BEGIN Passage given
Click any color on the wheel and instantly see its complementary, analogous, triadic, and split-complementary harmonies. Understand why colors work together — and get the codes to use them.
Click anywhere on the wheel to pick a color
Click wheel to change base color
Click any card to copy all colors in that harmony. Hover swatches for hex codes.
A color wheel is one of those tools that looks simple until you realize how deep it goes. Here's what's packed into the three tabs above — and why each one matters for real design work.
The wheel displays the complete HSL (Hue, Saturation, Lightness) color model as a ring — all 360 degrees of hue at consistent saturation. Click anywhere to select a color. The crosshair shows exactly where you clicked so you can be precise.
Complementary, analogous, triadic, split-complementary, tetradic, and monochromatic — all six classic harmony types, calculated instantly as you click. Each swatch shows its hex code and is one click to copy.
END Passage given
**Required work**
a: Which color model does the wheel on the color wheel page display as a ring?
b: Carry on the color wheel page above, picking up after its final sentence.
The rows are separate material, unrelated to the color wheel page.
BEGIN Data provided
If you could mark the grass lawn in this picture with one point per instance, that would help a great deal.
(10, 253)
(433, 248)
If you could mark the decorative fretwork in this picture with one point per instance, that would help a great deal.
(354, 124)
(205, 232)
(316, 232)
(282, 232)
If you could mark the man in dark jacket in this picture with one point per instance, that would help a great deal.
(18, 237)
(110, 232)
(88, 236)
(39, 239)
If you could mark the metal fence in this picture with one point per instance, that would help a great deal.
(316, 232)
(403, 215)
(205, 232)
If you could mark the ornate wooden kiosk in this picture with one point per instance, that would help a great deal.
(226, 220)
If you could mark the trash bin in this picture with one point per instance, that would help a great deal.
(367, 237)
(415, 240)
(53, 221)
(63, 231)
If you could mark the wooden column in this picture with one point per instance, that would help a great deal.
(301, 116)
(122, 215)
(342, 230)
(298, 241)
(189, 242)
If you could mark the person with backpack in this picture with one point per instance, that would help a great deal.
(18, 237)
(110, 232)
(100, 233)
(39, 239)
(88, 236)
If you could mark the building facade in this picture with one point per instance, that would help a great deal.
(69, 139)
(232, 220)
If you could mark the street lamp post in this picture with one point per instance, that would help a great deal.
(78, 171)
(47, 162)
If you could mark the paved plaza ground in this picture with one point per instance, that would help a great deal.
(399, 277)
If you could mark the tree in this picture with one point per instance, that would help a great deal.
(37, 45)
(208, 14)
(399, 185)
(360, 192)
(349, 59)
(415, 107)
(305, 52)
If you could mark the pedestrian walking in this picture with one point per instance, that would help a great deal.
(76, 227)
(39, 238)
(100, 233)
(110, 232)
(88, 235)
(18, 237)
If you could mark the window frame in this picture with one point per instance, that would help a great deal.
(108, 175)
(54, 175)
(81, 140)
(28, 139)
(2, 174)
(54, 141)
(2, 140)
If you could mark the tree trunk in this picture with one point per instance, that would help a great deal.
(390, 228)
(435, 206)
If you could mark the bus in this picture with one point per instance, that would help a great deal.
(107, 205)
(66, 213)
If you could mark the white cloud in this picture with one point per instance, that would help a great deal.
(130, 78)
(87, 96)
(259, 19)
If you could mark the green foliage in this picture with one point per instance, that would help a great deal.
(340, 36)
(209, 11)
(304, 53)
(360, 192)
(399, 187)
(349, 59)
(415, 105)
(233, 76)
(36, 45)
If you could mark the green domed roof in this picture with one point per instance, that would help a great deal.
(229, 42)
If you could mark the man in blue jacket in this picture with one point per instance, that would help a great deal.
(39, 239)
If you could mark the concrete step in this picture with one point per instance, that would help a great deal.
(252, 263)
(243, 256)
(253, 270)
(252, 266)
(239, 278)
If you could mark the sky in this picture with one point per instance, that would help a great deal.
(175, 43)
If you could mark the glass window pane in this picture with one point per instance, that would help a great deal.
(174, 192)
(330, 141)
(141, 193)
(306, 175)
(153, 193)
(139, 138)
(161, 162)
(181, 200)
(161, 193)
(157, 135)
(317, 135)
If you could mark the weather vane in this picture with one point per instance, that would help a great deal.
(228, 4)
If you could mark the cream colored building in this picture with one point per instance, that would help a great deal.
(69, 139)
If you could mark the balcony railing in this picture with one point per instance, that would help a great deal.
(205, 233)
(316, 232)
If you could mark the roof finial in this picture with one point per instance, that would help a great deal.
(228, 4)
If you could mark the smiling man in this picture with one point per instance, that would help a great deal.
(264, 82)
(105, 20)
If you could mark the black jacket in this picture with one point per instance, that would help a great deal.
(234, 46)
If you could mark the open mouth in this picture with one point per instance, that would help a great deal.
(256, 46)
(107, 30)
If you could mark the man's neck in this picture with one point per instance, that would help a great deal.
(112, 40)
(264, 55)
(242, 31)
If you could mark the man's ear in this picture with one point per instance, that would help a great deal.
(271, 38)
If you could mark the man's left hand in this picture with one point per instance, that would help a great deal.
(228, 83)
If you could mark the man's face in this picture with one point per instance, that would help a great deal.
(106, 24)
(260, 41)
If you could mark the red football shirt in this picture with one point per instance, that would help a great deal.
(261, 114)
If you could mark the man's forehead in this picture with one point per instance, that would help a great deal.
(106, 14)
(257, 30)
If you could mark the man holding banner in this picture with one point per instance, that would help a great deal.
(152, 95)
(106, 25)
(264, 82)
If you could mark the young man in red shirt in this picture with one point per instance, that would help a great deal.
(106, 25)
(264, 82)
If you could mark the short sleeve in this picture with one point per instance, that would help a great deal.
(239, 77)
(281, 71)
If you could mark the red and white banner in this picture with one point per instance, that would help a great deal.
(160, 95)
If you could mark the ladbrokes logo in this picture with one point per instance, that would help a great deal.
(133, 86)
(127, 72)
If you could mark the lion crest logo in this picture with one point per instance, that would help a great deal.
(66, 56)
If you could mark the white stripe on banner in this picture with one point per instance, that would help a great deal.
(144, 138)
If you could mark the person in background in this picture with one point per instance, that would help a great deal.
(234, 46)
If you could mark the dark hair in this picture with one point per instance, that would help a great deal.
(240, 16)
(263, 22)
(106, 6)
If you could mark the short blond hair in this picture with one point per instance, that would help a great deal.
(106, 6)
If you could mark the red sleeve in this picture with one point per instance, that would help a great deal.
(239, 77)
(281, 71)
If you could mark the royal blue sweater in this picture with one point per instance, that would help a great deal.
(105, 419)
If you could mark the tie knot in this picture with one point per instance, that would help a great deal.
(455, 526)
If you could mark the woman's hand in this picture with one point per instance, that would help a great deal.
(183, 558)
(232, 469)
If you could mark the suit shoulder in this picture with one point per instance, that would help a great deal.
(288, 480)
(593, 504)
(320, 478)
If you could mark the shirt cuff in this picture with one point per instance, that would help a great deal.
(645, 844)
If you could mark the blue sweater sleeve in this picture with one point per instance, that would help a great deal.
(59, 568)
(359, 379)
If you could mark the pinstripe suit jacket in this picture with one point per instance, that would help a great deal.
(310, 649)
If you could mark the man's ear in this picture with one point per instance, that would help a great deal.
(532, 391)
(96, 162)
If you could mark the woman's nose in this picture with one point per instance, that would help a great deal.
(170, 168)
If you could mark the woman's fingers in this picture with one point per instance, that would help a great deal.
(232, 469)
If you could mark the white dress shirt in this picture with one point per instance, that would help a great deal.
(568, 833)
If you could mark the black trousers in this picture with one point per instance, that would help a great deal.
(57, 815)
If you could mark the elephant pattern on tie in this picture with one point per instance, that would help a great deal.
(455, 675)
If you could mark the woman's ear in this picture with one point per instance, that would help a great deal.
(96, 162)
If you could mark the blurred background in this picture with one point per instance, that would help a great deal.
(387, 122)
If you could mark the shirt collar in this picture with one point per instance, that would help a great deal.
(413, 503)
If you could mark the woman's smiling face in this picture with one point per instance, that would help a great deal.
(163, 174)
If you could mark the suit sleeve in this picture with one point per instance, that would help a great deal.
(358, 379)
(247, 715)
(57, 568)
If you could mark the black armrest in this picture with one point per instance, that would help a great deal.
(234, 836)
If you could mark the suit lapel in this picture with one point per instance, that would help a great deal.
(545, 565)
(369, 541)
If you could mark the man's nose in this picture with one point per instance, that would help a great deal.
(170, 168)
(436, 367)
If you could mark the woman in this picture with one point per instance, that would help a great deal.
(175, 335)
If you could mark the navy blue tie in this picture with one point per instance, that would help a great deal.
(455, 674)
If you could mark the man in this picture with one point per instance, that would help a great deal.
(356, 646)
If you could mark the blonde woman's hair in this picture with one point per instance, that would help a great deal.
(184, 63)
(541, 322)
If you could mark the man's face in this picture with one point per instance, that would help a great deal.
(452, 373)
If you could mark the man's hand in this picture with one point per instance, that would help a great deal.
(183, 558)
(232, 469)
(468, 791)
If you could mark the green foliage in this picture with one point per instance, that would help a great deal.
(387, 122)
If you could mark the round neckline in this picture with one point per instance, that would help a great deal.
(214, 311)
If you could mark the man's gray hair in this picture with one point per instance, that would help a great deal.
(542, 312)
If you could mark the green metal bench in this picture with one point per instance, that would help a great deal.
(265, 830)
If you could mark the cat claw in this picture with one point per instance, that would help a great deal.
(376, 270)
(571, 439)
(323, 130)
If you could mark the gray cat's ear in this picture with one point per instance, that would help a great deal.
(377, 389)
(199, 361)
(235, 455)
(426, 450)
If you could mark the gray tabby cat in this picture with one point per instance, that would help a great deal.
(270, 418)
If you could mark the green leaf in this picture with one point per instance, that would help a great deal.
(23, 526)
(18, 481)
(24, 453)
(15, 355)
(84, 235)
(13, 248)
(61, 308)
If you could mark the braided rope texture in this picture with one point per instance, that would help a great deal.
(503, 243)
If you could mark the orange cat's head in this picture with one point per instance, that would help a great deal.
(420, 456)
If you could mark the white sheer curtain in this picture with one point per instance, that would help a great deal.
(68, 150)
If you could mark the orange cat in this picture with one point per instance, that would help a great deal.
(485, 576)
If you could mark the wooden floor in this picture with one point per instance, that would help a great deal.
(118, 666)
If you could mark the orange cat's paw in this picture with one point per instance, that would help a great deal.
END Data provided
**Final results**
a: The HSL (Hue, Saturation, Lightness) color model.

b:
The Explorer tab shows all six harmony types for your selected color simultaneously — laid out as a visual grid so you can compare them side by side and choose the one that fits your project. No switching back and forth.
Choose a harmony type and the number of shades per color, and the Palette Builder generates a complete production-ready palette — shown as a visual strip and individual cards, each with hex codes and RGB values ready to copy.
Every color you pick shows up simultaneously in Hex, RGB, and HSL. Click any copy button to grab the format you need — or click the large color swatch to copy the hex directly. A toast notification confirms each copy.
No account, no subscription, no usage caps. Use the color wheel for personal projects, client work, or commercial applications without restriction. The tool runs entirely in your browser — no data is sent anywhere.
The basics take about 30 seconds to learn. Here's what to do with each part of the tool.
The outer ring of the wheel shows the full hue spectrum — all 360 degrees. Click anywhere on it to select that hue. The inner parts show lighter and darker versions. Your selected color appears in the panel instantly.
Select one of the six harmony buttons (complementary, analogous, triadic, etc.) and the tool immediately shows you which colors harmonize with your selection, drawn as swatches below. Each includes its hex code.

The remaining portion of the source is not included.